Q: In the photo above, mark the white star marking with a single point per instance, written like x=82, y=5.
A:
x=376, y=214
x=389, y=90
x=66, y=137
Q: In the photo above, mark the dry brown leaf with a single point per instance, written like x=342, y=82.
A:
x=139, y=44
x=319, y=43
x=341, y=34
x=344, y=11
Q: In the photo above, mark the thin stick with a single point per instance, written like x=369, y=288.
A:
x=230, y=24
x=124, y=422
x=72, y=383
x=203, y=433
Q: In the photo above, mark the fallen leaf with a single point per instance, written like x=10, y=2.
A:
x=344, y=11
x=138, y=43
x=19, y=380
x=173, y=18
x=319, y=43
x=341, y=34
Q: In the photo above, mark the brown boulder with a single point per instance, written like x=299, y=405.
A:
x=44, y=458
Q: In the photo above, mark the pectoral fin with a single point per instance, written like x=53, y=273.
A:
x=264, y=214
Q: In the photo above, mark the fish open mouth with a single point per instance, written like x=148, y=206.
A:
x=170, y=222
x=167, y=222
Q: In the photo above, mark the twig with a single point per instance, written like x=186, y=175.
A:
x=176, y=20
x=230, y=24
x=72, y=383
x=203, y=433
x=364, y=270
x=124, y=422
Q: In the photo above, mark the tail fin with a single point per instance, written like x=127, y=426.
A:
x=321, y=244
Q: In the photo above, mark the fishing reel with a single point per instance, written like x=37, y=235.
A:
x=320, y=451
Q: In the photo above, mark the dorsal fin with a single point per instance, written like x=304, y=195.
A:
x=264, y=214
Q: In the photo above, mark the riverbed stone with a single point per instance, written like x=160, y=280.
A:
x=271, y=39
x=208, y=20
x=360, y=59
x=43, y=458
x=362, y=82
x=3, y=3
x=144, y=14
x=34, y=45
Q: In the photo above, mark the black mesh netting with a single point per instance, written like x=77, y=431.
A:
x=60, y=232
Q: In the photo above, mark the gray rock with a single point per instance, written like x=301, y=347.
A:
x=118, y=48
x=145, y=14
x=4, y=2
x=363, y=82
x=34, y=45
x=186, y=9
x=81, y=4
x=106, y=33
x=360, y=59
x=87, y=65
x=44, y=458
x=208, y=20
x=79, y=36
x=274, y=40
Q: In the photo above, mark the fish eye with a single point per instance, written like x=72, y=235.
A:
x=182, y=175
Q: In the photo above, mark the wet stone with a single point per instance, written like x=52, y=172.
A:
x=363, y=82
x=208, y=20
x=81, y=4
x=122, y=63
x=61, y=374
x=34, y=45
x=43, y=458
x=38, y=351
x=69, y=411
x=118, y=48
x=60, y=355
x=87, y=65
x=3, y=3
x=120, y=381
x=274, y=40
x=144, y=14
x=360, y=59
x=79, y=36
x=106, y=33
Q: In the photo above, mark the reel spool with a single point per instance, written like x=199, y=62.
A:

════════════════════

- **Written problem**: Copy out the lines of the records again, beginning at the line that has "Q: In the photo above, mark the black" and stopping after the line that has "x=60, y=232".

- **Reply to the exercise**:
Q: In the photo above, mark the black mesh netting with a single point per instance, written like x=77, y=431.
A:
x=60, y=232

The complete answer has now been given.